▸ ACTION ITEM A:
In the page excerpt, what did the US-led War on Iraq begin with?
▸ ACTION ITEM B:
Please condense the paragraph of the page excerpt that begins "Picture Of The Day: Feel like dropping out of school?" into a shorter version that keeps its main facts.
▸ ACTION ITEM C:
From the page excerpt, write out the part that opens with the words containing "1969; John Lennon" and closes with "strikes against Baghdad.".

[PAGE EXCERPT]

1969; John Lennon and Yoko Ono marry on the Rock of Gibraltar. 1995; Twelve people are killed and about 5,000 injured when the nerve gas sarin in released in a Tokyo underground station. Two days later police raid the offices of the Aum Shinri Kyo religious sect. 2003; The US-led War on Iraq begins with air strikes against Baghdad.
Picture Of The Day: Feel like dropping out of school? Go ahead! In the interim and as a public service, I've found some jobs you might have a chance of getting without an education. That's today's theme my little child rearers. Have your potential dropouts take a good look at some of the cool jobs they can count on. Hey, it makes the job market a little better and less competitive for the rest of us.
Birthdays: Henrik Ibse, Norwegian dramatist 1828, Michael Redgrave, British stage and film actor 1908, Sviatislav Richter, Ukrainian pianist 1915, Vera Lynn, professional name of Dame Vera Margaret Lewis, born Vera Margaret Welch, British singer 1917, Spike Lee, American film-maker 1957.

[/PAGE EXCERPT]
[STORED DATA]

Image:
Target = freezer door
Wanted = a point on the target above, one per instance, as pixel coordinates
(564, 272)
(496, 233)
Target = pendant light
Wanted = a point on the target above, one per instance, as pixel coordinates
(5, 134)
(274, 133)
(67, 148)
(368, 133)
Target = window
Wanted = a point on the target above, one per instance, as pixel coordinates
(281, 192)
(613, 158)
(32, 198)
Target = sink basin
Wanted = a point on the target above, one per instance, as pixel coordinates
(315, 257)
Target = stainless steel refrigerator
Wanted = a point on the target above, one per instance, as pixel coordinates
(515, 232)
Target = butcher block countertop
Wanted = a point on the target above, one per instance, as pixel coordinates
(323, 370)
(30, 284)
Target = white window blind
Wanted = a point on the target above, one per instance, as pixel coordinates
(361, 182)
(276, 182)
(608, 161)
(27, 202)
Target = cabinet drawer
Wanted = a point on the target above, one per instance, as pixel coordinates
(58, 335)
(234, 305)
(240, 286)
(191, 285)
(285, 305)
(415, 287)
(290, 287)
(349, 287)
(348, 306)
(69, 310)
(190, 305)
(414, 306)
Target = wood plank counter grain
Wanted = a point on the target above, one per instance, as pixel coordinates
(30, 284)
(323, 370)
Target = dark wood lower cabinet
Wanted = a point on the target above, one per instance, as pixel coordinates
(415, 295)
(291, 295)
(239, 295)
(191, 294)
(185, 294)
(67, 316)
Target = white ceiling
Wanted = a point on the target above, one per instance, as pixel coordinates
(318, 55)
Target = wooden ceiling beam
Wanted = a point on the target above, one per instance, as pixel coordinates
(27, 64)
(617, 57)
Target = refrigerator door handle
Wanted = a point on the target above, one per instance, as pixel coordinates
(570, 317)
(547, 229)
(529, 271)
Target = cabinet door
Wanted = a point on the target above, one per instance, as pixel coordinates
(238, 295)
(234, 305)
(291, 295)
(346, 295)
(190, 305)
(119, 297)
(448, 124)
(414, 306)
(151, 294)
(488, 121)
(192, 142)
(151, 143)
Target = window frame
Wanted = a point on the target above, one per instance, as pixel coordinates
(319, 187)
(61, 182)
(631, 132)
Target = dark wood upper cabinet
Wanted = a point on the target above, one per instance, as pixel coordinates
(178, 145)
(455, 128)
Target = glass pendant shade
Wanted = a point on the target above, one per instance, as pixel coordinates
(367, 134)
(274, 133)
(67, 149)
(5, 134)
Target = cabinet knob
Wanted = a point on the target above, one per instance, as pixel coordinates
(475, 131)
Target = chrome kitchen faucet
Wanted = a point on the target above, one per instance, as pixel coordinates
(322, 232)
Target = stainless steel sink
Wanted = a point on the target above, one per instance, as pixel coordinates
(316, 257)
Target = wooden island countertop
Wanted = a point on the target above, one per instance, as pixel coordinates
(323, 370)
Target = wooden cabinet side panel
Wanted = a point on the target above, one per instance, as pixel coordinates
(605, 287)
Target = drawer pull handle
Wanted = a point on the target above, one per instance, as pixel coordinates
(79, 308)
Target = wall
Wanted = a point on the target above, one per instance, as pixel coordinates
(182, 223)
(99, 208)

[/STORED DATA]

▸ EXERCISE RESPONSE A:
It began with air strikes against Baghdad.

▸ EXERCISE RESPONSE B:
Picture Of The Day: The writer sarcastically encourages dropping out of school and, as a "public service," offers jobs that can be had without an education as today's theme. Parents should show these jobs to potential dropouts, since more dropouts would make the job market less competitive for everyone else.

▸ EXERCISE RESPONSE C:
1969; John Lennon and Yoko Ono marry on the Rock of Gibraltar. 1995; Twelve people are killed and about 5,000 injured when the nerve gas sarin in released in a Tokyo underground station. Two days later police raid the offices of the Aum Shinri Kyo religious sect. 2003; The US-led War on Iraq begins with air strikes against Baghdad.